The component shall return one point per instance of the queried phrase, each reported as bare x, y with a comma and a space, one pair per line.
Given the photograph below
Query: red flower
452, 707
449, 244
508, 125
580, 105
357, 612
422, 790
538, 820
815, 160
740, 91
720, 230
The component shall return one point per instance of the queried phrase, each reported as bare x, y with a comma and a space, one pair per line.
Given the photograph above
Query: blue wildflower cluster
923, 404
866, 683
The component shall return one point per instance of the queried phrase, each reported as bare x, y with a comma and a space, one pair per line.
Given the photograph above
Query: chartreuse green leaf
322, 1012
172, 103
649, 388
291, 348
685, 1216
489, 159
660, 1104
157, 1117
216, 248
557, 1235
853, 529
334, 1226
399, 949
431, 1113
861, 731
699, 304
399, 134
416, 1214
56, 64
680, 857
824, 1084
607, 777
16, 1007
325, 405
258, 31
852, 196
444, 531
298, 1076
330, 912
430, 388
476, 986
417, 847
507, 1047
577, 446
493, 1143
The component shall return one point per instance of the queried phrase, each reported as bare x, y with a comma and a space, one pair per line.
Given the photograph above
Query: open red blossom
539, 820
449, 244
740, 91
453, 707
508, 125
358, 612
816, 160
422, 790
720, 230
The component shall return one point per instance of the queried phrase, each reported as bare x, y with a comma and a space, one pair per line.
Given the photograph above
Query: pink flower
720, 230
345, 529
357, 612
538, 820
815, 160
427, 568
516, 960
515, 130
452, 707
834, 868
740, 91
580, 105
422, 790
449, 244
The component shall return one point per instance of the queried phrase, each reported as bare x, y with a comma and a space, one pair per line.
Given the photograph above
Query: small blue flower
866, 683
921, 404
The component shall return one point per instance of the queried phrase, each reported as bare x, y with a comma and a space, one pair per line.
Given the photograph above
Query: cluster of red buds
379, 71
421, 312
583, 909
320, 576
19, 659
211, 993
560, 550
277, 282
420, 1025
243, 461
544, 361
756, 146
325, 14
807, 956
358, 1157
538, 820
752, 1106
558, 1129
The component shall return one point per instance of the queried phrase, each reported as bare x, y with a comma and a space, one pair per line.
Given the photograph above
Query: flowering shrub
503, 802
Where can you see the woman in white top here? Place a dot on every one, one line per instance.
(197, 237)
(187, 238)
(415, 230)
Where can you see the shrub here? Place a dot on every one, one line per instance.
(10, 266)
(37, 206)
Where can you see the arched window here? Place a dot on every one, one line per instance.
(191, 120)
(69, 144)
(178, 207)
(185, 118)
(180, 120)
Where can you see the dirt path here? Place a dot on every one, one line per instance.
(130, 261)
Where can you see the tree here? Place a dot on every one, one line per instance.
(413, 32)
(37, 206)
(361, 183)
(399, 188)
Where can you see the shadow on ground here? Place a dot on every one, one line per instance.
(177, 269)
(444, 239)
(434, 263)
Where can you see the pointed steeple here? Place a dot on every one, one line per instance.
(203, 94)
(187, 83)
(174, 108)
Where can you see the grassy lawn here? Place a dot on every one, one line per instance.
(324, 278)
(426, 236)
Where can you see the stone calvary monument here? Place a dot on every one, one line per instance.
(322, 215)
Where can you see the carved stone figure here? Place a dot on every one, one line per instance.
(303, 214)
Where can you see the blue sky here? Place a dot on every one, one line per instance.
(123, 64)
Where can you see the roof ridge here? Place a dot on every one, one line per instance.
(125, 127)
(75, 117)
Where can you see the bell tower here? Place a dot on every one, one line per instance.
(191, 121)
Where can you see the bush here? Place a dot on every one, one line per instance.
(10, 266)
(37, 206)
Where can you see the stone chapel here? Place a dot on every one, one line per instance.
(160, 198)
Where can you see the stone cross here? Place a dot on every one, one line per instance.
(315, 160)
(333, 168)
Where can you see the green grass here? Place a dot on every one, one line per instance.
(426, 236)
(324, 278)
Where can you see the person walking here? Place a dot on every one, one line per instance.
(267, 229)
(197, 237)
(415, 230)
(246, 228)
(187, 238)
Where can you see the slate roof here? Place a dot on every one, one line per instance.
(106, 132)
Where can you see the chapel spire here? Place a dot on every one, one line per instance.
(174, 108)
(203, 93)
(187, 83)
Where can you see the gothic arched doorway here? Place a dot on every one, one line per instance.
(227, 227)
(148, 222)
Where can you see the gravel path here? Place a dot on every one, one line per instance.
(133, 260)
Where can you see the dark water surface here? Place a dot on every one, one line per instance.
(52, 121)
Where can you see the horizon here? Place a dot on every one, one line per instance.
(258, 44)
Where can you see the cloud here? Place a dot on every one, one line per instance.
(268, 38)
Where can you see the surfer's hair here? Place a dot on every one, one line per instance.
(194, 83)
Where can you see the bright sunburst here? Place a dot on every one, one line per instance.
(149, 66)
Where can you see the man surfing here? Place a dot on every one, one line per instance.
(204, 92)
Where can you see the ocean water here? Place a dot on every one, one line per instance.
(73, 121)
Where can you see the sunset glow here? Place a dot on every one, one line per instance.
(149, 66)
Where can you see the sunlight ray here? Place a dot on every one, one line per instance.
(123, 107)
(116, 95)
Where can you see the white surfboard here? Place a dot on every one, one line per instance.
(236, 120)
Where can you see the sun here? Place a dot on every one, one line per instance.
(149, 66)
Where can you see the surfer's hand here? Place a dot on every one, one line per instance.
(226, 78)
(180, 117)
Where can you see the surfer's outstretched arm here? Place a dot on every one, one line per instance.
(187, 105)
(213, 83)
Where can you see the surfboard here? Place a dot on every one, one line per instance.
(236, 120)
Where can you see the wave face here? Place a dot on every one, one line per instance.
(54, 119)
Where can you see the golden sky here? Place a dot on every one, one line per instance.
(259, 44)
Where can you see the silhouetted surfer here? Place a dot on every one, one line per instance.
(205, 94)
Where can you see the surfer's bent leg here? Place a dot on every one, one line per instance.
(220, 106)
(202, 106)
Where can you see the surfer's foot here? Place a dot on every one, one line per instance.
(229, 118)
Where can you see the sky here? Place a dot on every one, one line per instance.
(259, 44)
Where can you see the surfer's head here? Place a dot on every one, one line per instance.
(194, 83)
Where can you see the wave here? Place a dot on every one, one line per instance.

★ ★ ★ ★

Task instructions
Return only the lines running from the line with "Where can you see the golden" to the last line of the records, both included, exactly as written.

Output of the task
Where can you see the golden sky here? Place a dot on every one, one line per instance.
(259, 44)
Where can you see the silhouetted surfer here? Place a dot on every one, one line per instance.
(205, 94)
Where can you see the surfer's bent leg here? Place a dot on every one, one line per instance.
(220, 106)
(202, 106)
Where can you see the surfer's foot here? Place a dot on every one, one line per instance.
(229, 118)
Where can you see the sky here? Place a dot on every one, one line per instance.
(259, 44)
Where can you see the surfer's head here? Place a dot on every one, one line per instance.
(194, 83)
Where can you see the wave here? Place a dot on every one, one line per instance.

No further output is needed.